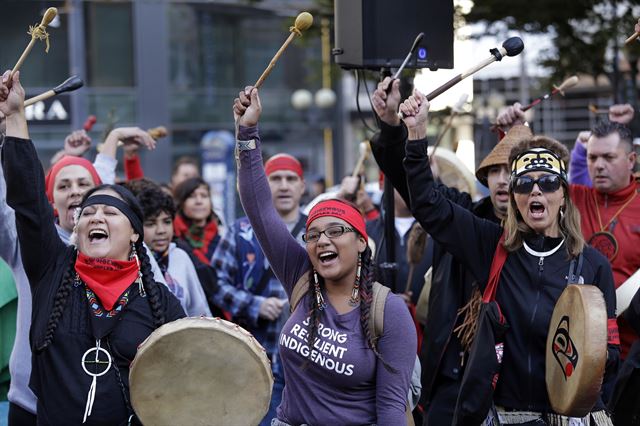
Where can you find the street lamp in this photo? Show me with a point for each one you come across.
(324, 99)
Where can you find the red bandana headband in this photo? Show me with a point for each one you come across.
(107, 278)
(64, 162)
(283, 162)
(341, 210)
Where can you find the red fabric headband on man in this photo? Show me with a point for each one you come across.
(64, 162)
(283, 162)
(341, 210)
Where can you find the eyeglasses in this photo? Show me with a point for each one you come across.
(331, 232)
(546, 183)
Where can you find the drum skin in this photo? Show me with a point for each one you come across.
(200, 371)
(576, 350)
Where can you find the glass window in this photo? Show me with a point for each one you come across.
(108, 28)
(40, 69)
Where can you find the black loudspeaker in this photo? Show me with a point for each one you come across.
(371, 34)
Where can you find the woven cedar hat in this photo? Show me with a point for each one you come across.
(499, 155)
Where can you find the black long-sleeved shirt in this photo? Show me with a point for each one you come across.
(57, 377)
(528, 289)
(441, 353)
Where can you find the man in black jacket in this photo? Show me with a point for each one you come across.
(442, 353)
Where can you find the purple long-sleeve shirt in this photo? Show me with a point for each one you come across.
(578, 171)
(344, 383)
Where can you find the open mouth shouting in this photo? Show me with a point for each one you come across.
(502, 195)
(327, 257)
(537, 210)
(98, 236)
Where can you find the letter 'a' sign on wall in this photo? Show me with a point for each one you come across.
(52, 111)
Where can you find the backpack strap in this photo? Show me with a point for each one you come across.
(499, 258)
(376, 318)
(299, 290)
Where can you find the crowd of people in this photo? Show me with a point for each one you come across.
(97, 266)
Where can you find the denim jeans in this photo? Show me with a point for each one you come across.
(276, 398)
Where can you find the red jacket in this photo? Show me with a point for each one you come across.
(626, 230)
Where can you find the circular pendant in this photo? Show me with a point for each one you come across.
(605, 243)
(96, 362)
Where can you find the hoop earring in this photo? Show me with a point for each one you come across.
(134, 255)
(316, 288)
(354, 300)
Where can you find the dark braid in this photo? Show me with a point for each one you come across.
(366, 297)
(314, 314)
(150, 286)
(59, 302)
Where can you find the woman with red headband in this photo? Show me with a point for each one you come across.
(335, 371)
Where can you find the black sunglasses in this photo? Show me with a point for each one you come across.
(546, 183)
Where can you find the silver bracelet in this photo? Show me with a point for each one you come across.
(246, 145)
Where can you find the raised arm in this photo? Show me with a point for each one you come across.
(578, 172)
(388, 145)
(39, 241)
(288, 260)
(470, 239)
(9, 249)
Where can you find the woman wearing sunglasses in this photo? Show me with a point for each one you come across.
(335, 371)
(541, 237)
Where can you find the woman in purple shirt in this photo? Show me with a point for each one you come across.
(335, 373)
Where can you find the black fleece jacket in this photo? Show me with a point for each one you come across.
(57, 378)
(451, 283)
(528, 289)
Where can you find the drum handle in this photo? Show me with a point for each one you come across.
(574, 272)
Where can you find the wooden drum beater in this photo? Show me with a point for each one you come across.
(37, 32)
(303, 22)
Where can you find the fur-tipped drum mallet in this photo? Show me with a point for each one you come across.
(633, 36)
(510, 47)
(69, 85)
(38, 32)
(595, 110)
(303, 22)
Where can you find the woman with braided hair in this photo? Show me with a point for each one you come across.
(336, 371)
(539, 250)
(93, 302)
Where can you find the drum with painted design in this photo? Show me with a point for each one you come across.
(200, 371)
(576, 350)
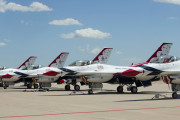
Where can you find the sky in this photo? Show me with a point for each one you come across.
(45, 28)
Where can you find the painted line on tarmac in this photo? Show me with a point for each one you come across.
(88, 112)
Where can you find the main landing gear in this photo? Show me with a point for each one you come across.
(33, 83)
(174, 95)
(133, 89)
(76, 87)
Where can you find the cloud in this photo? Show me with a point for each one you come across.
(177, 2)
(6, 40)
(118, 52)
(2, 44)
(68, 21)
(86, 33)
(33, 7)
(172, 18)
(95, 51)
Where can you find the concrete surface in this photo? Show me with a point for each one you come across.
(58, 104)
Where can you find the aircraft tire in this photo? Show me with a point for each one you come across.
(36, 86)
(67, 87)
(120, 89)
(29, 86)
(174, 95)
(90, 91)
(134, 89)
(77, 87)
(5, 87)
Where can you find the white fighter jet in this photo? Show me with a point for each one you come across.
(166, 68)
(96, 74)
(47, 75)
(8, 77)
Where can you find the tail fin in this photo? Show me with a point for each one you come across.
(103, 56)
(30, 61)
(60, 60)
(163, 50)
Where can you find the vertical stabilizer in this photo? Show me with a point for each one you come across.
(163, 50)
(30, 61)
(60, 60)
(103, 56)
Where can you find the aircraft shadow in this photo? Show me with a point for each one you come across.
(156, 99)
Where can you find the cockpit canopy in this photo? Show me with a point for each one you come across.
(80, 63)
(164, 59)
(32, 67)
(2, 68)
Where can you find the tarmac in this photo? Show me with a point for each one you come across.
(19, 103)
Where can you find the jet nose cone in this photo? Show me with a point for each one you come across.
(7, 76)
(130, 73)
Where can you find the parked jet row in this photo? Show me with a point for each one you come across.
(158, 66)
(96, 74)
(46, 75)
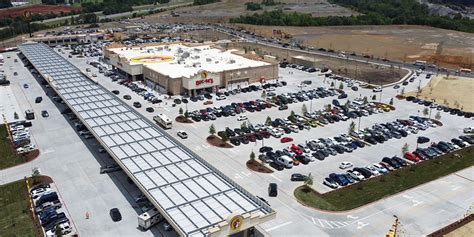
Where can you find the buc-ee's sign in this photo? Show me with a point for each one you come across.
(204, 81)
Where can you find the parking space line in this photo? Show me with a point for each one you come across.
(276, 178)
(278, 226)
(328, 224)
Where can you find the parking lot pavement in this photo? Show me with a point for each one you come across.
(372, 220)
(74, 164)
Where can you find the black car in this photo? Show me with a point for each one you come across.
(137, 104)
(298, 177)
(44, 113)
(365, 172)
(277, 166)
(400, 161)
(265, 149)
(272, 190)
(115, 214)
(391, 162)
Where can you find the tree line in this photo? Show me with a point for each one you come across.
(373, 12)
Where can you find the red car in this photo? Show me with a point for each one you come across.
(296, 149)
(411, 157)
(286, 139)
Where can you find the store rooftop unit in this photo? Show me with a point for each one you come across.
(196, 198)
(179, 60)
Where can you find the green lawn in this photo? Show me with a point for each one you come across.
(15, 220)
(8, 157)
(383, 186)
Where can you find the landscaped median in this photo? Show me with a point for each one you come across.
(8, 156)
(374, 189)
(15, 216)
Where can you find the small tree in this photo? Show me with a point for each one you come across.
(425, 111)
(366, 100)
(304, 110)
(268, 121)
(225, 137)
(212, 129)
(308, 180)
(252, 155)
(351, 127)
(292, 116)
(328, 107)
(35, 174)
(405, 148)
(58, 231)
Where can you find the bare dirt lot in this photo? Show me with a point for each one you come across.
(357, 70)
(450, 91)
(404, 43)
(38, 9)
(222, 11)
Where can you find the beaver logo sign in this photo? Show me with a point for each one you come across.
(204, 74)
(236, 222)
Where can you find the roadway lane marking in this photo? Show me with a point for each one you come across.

=======

--- Task objective ---
Omitting all pictures, give the preceding listing again exactly.

--- Answer section ---
Where can you find the street lamp in this photo? Show me with a point for each one you come across.
(324, 99)
Where can you find the red bandana headband in this photo? Show me with a point for each one you come across.
(107, 278)
(64, 162)
(283, 162)
(341, 210)
Where can you find the red fabric headband on man in this photo? Show me with a point for each one you come across.
(64, 162)
(283, 162)
(341, 210)
Where can you find the eyeglasses in this photo? Show me with a point for each one you come across.
(331, 232)
(546, 183)
Where can you find the drum skin in this photo? Show me with a point for each one you come across.
(200, 371)
(576, 350)
Where can you find the glass window in this photo? Show me with a point for each one you come across.
(108, 28)
(40, 69)
Where can you find the black loudspeaker in this photo? Show me with a point for each one you come across.
(371, 34)
Where can you find the woven cedar hat in this photo? Show me with a point for each one you come across.
(499, 155)
Where can you find the black long-sleeved shirt in this photo? Show me with a point for each one you come across.
(57, 377)
(528, 289)
(441, 353)
Where can you find the man in black jacket in this photo? Show me with a point for each one you come across.
(442, 353)
Where can you find the purple long-sleeve shirt in this photo? Show me with a point for each one you come across.
(578, 171)
(344, 383)
Where can you find the open mouth shouting in this photo? Show me with a point for each one you come across.
(502, 195)
(327, 257)
(537, 210)
(98, 236)
Where can you find the letter 'a' sign on wall in this photo? Show me with a point for each one you come across.
(52, 111)
Where can you find the backpack strap in this photo? Show me with a point for each one you come across.
(499, 258)
(376, 318)
(299, 290)
Where can you find the crowd of people in this photo? Show me with a point for each one you come across.
(97, 266)
Where can you find the denim jeans in this photo? Show me with a point for each one you come across.
(276, 398)
Where can you find the red jacket in this photo? Show me with a point for each one you come across.
(626, 230)
Where can you find the circular pendant in this photo? Show me with a point for each one you come across.
(605, 243)
(96, 362)
Where can you find the hoop earring in this photo? Show me with a point for each one you come across.
(134, 255)
(316, 288)
(354, 300)
Where can you find the dark braid in this photo? Show me with a point for each one you come across.
(366, 297)
(314, 314)
(150, 286)
(59, 302)
Where can you find the woman with red headband in this photo? Show me with a point for each one you come across.
(335, 371)
Where can you find the black sunglasses in this photo? Show me with a point for each one you come across.
(546, 183)
Where can you find the silver bracelet in this photo? Show me with a point for each one you come across.
(246, 145)
Where can you find the raised arm in this photo? Show me with a point for each one you come across.
(578, 172)
(388, 145)
(39, 241)
(288, 260)
(470, 239)
(9, 249)
Where can you find the woman wearing sunglasses in this photo? Show me with a point for each one you come across.
(335, 371)
(541, 237)
Where can you find the woman in purple shirt in this photo? Show me with a point for each one you come across.
(335, 373)
Where can you find the black fleece jacket in this photo? Show me with a point for each one you come across.
(57, 378)
(451, 283)
(528, 289)
Where can you find the drum handle in this photo? Show me with a point for each one you come across.
(574, 272)
Where can you find the wooden drum beater in this photo? Show me with a point for each one you come across.
(37, 32)
(303, 22)
Where can you find the fur-tipped drum mallet in this photo? Show me with a point for each one you come across.
(633, 36)
(510, 47)
(69, 85)
(38, 32)
(595, 110)
(303, 22)
Where can you find the woman with braided hair in this photo? Show me with a point for each one you come across.
(336, 371)
(539, 250)
(93, 302)
Where can you find the drum with painted design in this photo? Show me with a point for each one you come across.
(200, 371)
(576, 350)
Where can you find the sky in this photo? Show me with a point for each one you come across.
(45, 28)
Where can you find the painted line on tarmac in this photo? Show me with a point for each one you come across.
(88, 112)
Where can you find the main landing gear in this photo? Show me with a point for each one you come across.
(33, 83)
(174, 95)
(133, 89)
(76, 87)
Where can you find the cloud in this photo? Show me with a point for each one you come across.
(177, 2)
(6, 40)
(118, 52)
(2, 44)
(68, 21)
(86, 33)
(33, 7)
(172, 18)
(95, 51)
Where can you find the concrete surface in this photo? Show me with a point for each one you come across.
(58, 104)
Where can you find the aircraft tire in this photo? Show me with a point for each one you come across.
(36, 86)
(67, 87)
(120, 89)
(29, 86)
(174, 95)
(90, 91)
(134, 89)
(77, 87)
(5, 87)
Where can you find the white fighter jet in this photo? Show me with a point for each one you come across.
(166, 68)
(96, 74)
(47, 75)
(8, 77)
Where can you find the tail fin in this photo? Show me with a point for each one you come across.
(103, 56)
(30, 61)
(60, 60)
(163, 50)
Where can you find the vertical stabilizer in this photo? Show me with a point for each one you come across.
(163, 50)
(30, 61)
(60, 60)
(103, 56)
Where can you find the aircraft shadow in this photo? Show me with a point for each one you come across.
(156, 99)
Where can you find the cockpit canopy in this photo? Show me with a point for each one you come across.
(80, 63)
(164, 59)
(32, 67)
(2, 68)
Where can you find the tarmac in this photo? Show me with a point for each one you come across.
(19, 103)
Where can you find the jet nose cone in this photo? Show me with a point for each one you come across.
(7, 76)
(130, 73)
Where can you find the parked jet row in this photo? Show me with a point for each one you come across.
(158, 66)
(96, 74)
(46, 75)
Where can you find the buc-ee's sign in this photo? Show me with a point for each one you come across.
(204, 81)
Where can you find the parking space line in this photo? Show me with a point for each one you come across.
(276, 178)
(278, 226)
(328, 224)
Where can you find the parking lot pavement in this photo? Show me with a point for each one you come across.
(372, 220)
(74, 164)
Where can you find the black car in this photo? Show me with a point for each one you come across.
(137, 104)
(298, 177)
(44, 113)
(365, 172)
(277, 166)
(400, 161)
(265, 149)
(272, 190)
(115, 214)
(391, 162)
Where can you find the tree line in this photo? Show me with a point for each one you come across.
(373, 12)
Where can you find the red car in this photo? Show me with a point for each one you come across.
(296, 149)
(411, 157)
(286, 139)
Where can you find the store rooftop unit in this photo? Show me with a point for each one you come across.
(196, 198)
(179, 60)
Where can you find the green lawn in this photo? Show me with a point for each one you come across.
(15, 220)
(8, 157)
(383, 186)
Where can you find the landscaped median in this photo? Show me with a point for each one you come across.
(8, 156)
(374, 189)
(15, 216)
Where can you find the small tree in this photo? Show me with a point for each one you come across.
(425, 111)
(366, 100)
(304, 110)
(268, 121)
(225, 137)
(212, 129)
(308, 180)
(252, 155)
(351, 127)
(292, 116)
(328, 107)
(35, 174)
(405, 148)
(58, 231)
Where can you find the bare dirt lot in this photo? Show me with a point for each one you come across.
(357, 70)
(450, 91)
(404, 43)
(38, 9)
(222, 11)
Where can you find the beaver logo sign in this photo? Show me with a point for each one you come across.
(204, 74)
(236, 222)
Where can you find the roadway lane marking in this photo? Show me with a point for each one you come across.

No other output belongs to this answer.